Each year, Outside Magazine puts together a well-researched “hot list” of top adventure trips for the upcoming year. And in 2011, Tusker’s signature Mongolia Trek landed itself on Outside’s esteemed hot list.
What did the editors at Outside see in Tusker’s Mongolia Trek that distinguished it from hundreds of other adventure trips? Perhaps it was the landscape: Emerald meadows and open steppe, forested valleys and thick marshland, turquoise alpine lakes and glaciated peaks. And probably also the spectacular biodiversity: Siberian Ibex, lynx, snow leopard, brown bear and Saker falcons. And most defintley the culture: Kazak nomads, Ger camping, Nadaam Festival, hunting with Golden Eagles.
In short, Tusker’s trek through Western Mongolia’s 2,456 square-mile Altai Tavn Bogd National Park has it all.
Tusker’s signature trek is a 100-mile trekking and horseback trip in the far west of the park. From the Nation’s capital, Ulaanbaatar, it takes a two-hour flight and then an 8-hour drive just to get to the starting point of the trek. You start in a remote locale and as you proceed, you just get further and further from civilization. Mongolia is about twice the size of Texas, with over forty percent of the population living in Ulaanbaatar. Vast areas are wide-open, undeveloped and uninhabited. It is a country where gas stations are so few and far between, that smart drivers keep an extra reserve of fuel handy for the times when the next available gas station is 200 miles down the road. It is a place that can make Big Sky Montana look like no-sky country. It goes without saying that you can’t just show up in Mongolia with a backpack and a canteen and hope to survive. In a world that is increasingly connected and globalized, Western Mongolia’s remoteness is another attribute that sets it apart – literally – from other adventure destinations.

Exercise tasks>
• a. Answer these questions from the text on Tusker's Mongolia Trek above, one line each.
(i) In what year did the trek appear on Outside Magazine's hot list?
(ii) How long is the flight from Ulaanbaatar toward the trek's starting point?
(iii) What share of Mongolia's population lives in Ulaanbaatar?
• b. Extend the text on Tusker's Mongolia Trek, starting after its final sentence.

Dataset entries>
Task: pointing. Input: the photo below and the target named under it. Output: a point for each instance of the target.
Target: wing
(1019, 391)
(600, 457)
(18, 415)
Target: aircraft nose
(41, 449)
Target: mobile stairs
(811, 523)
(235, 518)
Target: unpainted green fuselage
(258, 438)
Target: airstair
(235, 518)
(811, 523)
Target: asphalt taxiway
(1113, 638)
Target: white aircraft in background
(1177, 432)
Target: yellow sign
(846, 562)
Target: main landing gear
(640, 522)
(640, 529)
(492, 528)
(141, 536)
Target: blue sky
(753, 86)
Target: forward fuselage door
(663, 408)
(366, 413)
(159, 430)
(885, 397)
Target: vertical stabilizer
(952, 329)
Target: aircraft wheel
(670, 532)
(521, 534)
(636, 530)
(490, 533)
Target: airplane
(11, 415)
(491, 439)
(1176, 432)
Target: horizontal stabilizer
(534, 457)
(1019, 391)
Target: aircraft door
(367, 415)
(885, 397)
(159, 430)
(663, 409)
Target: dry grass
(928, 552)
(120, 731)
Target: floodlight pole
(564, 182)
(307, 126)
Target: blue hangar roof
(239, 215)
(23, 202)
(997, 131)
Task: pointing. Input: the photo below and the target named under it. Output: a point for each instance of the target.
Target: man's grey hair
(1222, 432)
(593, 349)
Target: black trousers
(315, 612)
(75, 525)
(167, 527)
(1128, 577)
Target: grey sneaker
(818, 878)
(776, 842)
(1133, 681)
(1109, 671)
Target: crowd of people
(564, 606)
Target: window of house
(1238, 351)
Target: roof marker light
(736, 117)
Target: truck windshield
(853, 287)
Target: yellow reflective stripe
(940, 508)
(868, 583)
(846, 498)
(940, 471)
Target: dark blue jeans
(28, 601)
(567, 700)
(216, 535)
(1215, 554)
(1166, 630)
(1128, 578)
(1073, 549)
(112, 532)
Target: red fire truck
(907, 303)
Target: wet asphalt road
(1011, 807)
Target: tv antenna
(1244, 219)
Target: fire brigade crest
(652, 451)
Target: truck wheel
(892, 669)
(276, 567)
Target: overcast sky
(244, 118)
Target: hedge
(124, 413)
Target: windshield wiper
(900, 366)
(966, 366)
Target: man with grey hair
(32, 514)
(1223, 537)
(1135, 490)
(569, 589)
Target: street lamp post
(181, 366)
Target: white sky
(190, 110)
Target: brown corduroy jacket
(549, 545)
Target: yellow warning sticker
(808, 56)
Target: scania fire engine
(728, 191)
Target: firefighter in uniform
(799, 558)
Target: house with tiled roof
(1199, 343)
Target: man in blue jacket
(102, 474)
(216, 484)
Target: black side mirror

Results>
• a.
(i) 2011
(ii) Two hours
(iii) Over forty percent

• b.
In addition to the other worldly beauty of the landscape and the remoteness of location, the warmth of the Mongolian people, combined with their hospitality, sense of community, and musical tradition equal a place with a solid, intact cultural identity. And time spent with the Mongolian Kazakh nomads, who live the same way their ancestors did many centuries ago, is a huge part of the experience on Tusker’s trek.
Trekkers will stay in the Ger camps of the nomadic Mongolia Kazakhs on several days of the trip, and most often, the Kazakh hosts are game to show their visitors a thing or two about their 1,000 year-old tradition of horseback skills.
Pack Your Bags
The bottom line is that anyone who travels to Mongolia with Tusker Trail will be traveling through a land so eye-poppingly beautiful and remote, and full of cultural treasures, that they will never look at the world the same way again. It’s no joke.